» Reading text
# Area Increasing

• Jan 23rd 2014, 01:05 PM
JenniferC
Area Increasing
The length of a rectangle is increasing at a rate of 2 ft. per second, while the width is increasing at a rate of 3 ft. per second. When the length is 4 ft. and the width is 6 ft., how fast, in square feet per second, is the area increasing?

I solved:

A = LW
dA/dt = LdW/dt + WdL/dt
dA/dt = L*1 + W*2
at L = 4, W = 6, dA/dt = 4+6*2 = 16 ft²/sec

...but that's not an answer choice. The answer choices are 144, 24, 5, 26, and 6.

I'd really appreciate some some on this, possibly clear steps on how to solve.
• Jan 23rd 2014, 01:21 PM
romsek
Re: Area Increasing
Quote:

Originally Posted by JenniferC
The length of a rectangle is increasing at a rate of 2 ft. per second, while the width is increasing at a rate of 3 ft. per second. When the length is 4 ft. and the width is 6 ft., how fast, in square feet per second, is the area increasing?

» What to do
[A] Pull out every line of the records that contains the word "bird".
[B] Carry on the forum thread on the rectangle's increasing area from the point where it stops.
The forum thread on the rectangle's increasing area has no connection to the records.

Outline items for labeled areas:
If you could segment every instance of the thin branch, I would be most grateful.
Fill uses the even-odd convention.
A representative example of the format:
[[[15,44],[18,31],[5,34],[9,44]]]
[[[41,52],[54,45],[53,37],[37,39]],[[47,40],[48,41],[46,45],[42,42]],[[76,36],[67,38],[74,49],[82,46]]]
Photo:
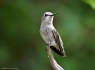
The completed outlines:
[[[47,53],[48,53],[48,57],[51,63],[51,66],[55,69],[55,70],[64,70],[54,59],[53,54],[51,52],[50,46],[47,45]]]

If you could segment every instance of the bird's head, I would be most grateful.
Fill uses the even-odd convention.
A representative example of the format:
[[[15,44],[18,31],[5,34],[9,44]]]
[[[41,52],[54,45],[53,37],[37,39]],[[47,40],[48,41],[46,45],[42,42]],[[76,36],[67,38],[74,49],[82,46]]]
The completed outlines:
[[[42,16],[42,21],[44,22],[52,22],[54,15],[59,14],[59,13],[51,13],[51,12],[45,12]]]

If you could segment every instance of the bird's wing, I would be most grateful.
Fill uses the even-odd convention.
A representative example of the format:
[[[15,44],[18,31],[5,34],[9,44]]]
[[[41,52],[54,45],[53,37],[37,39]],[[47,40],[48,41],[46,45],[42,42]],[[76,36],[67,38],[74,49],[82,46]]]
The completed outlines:
[[[56,30],[52,30],[52,34],[55,39],[55,42],[58,44],[60,52],[64,53],[63,52],[63,43],[62,43],[59,33]]]

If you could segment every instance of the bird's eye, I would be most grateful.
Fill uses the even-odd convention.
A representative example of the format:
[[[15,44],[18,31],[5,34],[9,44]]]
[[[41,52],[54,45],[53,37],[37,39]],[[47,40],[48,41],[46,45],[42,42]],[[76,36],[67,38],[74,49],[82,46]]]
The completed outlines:
[[[45,17],[48,16],[47,14],[45,14]]]

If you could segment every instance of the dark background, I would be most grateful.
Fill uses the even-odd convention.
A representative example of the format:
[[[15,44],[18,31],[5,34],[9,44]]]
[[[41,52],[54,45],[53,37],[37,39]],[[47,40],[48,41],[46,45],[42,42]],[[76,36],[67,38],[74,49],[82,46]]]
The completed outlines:
[[[54,70],[39,34],[44,12],[59,13],[54,26],[67,57],[54,53],[65,70],[95,70],[94,0],[0,0],[0,69]],[[14,70],[14,69],[11,69]]]

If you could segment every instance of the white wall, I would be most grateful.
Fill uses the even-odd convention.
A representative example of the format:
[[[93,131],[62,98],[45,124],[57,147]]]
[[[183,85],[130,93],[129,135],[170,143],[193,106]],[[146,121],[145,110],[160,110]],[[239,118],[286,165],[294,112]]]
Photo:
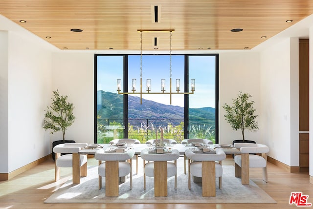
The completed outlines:
[[[294,64],[298,52],[291,52],[298,51],[295,41],[286,38],[260,56],[261,138],[270,147],[269,156],[291,166],[298,165],[299,152],[298,106],[294,102],[298,102],[298,65]]]
[[[310,37],[311,40],[313,40],[313,27],[310,28]],[[310,46],[310,72],[309,72],[309,129],[313,130],[313,42],[311,41],[309,43]],[[313,134],[310,134],[309,137],[310,146],[310,175],[313,177]],[[313,183],[311,181],[311,183]]]
[[[94,54],[63,52],[53,55],[53,89],[67,95],[76,120],[66,131],[66,140],[93,143]],[[51,141],[62,139],[59,131]]]
[[[1,128],[0,149],[3,146],[6,150],[0,152],[0,173],[9,173],[51,153],[49,134],[42,127],[55,48],[3,16],[0,22],[0,28],[7,30],[0,32],[0,102],[4,112],[0,123],[6,124]]]
[[[250,94],[254,101],[256,114],[260,115],[260,61],[258,52],[223,52],[219,55],[219,120],[220,138],[221,144],[232,144],[237,139],[242,139],[241,130],[233,130],[224,118],[225,111],[222,106],[224,103],[232,104],[232,99],[237,97],[240,91]],[[260,137],[262,129],[256,131],[245,131],[245,138],[261,143]]]
[[[0,31],[0,173],[8,170],[8,72],[9,33]]]

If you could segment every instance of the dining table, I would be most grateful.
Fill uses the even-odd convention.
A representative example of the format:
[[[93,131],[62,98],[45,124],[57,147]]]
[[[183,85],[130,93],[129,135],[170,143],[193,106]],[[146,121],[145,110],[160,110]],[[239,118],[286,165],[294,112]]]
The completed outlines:
[[[94,144],[92,144],[94,145]],[[86,155],[94,155],[97,150],[99,149],[104,149],[105,150],[106,150],[108,148],[110,148],[111,146],[117,146],[116,145],[114,144],[96,144],[99,145],[99,147],[95,148],[83,148],[78,153],[77,155],[80,154],[86,154]],[[134,150],[135,152],[135,156],[136,160],[138,159],[138,156],[140,155],[141,150],[144,149],[151,148],[152,147],[155,146],[155,145],[154,144],[125,144],[123,145],[124,146],[127,146],[129,149],[134,149]],[[236,149],[234,147],[231,147],[231,146],[229,146],[227,147],[226,146],[220,146],[219,144],[214,144],[214,145],[206,145],[208,147],[215,147],[218,149],[222,149],[225,154],[240,154],[240,151],[238,149]],[[91,147],[89,146],[89,147]],[[165,146],[168,148],[171,148],[172,149],[177,149],[179,152],[179,154],[184,155],[185,154],[185,151],[186,149],[189,149],[192,147],[195,147],[194,145],[191,144],[165,144]],[[81,169],[79,167],[79,156],[74,156],[73,155],[73,184],[79,184],[80,183],[80,178],[81,176]],[[222,162],[219,162],[220,164]],[[248,169],[248,166],[247,167]],[[242,167],[242,171],[246,172],[246,167]],[[246,175],[243,175],[242,177],[247,178]],[[247,176],[248,179],[249,177]],[[243,180],[243,181],[246,181],[246,179]]]

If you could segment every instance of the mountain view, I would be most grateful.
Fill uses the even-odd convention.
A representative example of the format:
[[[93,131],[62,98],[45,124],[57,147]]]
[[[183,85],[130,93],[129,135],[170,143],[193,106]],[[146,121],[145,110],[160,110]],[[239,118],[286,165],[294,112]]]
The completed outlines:
[[[102,90],[98,91],[97,112],[100,118],[110,119],[111,122],[123,122],[123,96],[122,94]],[[128,118],[132,125],[140,123],[152,123],[167,125],[178,125],[184,121],[184,108],[166,105],[156,102],[128,95]],[[112,104],[114,104],[112,105]],[[148,122],[147,122],[149,120]],[[215,108],[205,107],[189,109],[189,124],[209,124],[215,128]]]

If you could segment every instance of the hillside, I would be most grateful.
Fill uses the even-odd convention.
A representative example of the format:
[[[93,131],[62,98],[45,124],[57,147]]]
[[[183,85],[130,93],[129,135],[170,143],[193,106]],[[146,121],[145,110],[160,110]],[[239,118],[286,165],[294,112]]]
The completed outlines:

» Responses per task
[A]
If you could segment every instance of the bird's head, I would be most grateful.
If you could segment every instance of the bird's wing, I would be most grateful.
If you could segment every instance of the bird's eye, I would be most grateful.

[B]
I solved:

A = LW
dA/dt = LdW/dt + WdL/dt
dA/dt = L*1 + W*2
at L = 4, W = 6, dA/dt = 4+6*2 = 16 ft²/sec

...but that's not an answer choice. The answer choices are 144, 24, 5, 26, and 6.

I'd really appreciate some some on this, possibly clear steps on how to solve.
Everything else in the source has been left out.